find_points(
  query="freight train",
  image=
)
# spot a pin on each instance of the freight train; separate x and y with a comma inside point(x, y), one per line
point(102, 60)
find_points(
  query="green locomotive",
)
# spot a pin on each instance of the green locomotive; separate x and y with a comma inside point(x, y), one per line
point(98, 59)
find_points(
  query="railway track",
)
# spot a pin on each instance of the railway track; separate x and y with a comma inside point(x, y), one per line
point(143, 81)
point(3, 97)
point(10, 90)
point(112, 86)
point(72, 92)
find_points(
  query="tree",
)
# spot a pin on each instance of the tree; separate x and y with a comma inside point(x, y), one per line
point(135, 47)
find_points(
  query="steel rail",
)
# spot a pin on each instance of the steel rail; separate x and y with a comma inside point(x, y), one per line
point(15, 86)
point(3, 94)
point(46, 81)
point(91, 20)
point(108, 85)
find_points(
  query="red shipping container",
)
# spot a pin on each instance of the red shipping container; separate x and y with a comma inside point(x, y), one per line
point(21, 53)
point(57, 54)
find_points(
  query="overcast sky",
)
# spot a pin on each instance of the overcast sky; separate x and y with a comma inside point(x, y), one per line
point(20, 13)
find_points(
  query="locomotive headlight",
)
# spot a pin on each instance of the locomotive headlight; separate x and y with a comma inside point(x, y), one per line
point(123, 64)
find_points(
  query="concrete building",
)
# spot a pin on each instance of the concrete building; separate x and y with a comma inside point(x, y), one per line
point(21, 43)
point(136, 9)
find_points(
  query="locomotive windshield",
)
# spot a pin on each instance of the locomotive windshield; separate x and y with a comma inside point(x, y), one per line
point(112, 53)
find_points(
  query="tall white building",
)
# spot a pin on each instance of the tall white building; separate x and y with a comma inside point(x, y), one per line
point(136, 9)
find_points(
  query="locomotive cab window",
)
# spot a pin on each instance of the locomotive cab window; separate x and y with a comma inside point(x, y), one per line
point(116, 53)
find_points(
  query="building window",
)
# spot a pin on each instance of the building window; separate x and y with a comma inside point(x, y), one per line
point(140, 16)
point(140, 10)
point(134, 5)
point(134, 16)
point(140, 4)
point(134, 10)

........

> **Given request**: Lay out the rows as a JSON list of strings with one string per line, leaving out blank lines. Begin at the first line of the rows and stop after the line that has "point(57, 54)".

> **Answer to the exercise**:
[
  "find_points(",
  "  query=\"freight train\",",
  "  image=",
  ")",
  "# spot a pin on each instance of the freight train; separate x and y with a comma inside point(x, y), one per line",
  "point(102, 60)",
  "find_points(",
  "  query=\"green locomotive\",",
  ")",
  "# spot a pin on each instance of the green locomotive; separate x and y with a comma inside point(x, y), one per line",
  "point(98, 59)",
  "find_points(",
  "  query=\"railway track\",",
  ")",
  "# spot a pin on each instance of the railway track; separate x and y with a comma inside point(x, y), one per line",
  "point(143, 81)",
  "point(3, 97)",
  "point(10, 90)",
  "point(112, 86)",
  "point(72, 92)",
  "find_points(",
  "  query=\"tree\",",
  ")",
  "# spot a pin on each instance of the tree; separate x and y with a comma inside point(x, y), one per line",
  "point(135, 47)",
  "find_points(",
  "  query=\"steel rail\",",
  ")",
  "# spot a pin on each instance of the steel rail; separate x and y with a comma inside point(x, y), one per line",
  "point(15, 86)",
  "point(3, 94)",
  "point(46, 81)",
  "point(91, 20)",
  "point(108, 85)",
  "find_points(",
  "  query=\"red shipping container\",",
  ")",
  "# spot a pin on each instance of the red shipping container; separate x and y with a comma inside point(x, y), one per line",
  "point(21, 53)",
  "point(57, 54)"
]